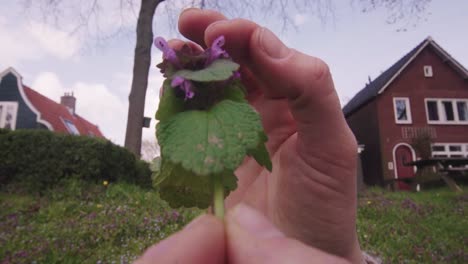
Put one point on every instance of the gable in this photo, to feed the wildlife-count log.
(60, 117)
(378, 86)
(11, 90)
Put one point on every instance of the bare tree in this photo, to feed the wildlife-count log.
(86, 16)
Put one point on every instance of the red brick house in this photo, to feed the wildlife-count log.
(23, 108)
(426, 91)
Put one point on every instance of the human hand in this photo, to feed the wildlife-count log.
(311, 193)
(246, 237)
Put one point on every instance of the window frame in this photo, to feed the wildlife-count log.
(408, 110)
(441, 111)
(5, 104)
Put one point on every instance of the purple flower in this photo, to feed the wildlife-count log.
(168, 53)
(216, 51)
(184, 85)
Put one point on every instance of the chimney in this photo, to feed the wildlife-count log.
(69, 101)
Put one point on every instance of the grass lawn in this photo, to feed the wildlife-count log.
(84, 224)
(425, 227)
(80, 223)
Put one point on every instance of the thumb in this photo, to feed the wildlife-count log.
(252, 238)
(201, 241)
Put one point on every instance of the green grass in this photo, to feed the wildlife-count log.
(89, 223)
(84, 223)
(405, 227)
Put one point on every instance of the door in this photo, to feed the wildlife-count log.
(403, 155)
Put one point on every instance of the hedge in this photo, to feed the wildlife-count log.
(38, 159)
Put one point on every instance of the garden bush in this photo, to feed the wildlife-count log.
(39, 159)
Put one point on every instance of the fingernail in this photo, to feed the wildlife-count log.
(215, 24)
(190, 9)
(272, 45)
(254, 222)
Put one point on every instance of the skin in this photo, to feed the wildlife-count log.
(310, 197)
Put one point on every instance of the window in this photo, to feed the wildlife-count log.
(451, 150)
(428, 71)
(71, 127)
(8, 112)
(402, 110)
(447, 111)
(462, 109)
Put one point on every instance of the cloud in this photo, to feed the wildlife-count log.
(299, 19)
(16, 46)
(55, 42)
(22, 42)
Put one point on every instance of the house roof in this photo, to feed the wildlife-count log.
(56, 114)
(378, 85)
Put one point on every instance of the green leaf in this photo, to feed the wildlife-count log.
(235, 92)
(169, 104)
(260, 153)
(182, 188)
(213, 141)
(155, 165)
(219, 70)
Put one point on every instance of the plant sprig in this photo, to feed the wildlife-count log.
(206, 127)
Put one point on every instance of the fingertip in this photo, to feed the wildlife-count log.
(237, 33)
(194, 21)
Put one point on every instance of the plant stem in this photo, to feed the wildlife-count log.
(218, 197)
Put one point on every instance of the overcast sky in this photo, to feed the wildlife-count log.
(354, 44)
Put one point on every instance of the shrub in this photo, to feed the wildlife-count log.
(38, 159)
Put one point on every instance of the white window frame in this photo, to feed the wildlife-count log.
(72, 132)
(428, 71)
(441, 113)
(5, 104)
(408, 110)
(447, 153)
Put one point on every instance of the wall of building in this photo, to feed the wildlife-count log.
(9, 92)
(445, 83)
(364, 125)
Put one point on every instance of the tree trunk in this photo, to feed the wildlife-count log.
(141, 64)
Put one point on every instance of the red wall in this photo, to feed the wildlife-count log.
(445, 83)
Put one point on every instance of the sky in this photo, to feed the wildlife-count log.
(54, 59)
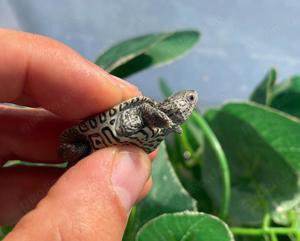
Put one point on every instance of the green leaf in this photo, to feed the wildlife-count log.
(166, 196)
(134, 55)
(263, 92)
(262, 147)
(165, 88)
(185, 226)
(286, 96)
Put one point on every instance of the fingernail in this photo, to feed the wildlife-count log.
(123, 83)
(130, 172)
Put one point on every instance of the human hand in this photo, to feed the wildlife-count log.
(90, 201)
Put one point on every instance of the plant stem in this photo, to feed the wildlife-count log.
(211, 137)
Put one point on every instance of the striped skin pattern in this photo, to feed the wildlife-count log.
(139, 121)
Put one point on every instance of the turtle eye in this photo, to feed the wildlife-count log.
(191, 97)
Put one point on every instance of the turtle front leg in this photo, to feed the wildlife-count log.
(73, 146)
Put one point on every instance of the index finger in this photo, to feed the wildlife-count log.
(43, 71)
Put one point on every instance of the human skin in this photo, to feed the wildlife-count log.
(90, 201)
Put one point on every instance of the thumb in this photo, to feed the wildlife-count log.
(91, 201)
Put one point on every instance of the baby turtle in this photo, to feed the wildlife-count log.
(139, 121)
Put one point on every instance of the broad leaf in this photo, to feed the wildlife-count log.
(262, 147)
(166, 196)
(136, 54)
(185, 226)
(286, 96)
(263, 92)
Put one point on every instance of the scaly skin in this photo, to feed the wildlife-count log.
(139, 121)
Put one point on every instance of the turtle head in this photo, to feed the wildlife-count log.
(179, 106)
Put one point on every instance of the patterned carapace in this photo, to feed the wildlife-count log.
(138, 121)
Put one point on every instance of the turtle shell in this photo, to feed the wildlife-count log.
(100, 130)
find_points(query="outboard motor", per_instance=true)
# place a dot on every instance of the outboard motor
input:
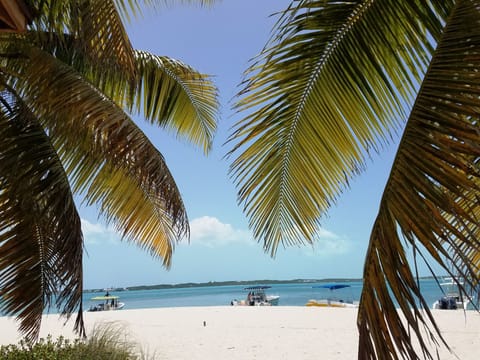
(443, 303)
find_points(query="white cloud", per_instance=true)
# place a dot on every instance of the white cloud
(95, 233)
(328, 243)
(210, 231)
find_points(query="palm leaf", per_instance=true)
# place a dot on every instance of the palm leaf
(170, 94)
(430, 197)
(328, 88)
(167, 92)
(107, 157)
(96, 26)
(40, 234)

☆ ☆ ☆ ☆

▶ _What the task asks_:
Could you please find every line of the listing above holding the string "outboard" and copy it?

▶ _Final answer_:
find_points(query="outboard motor", per_instance=true)
# place a dot on every instance of the outboard motor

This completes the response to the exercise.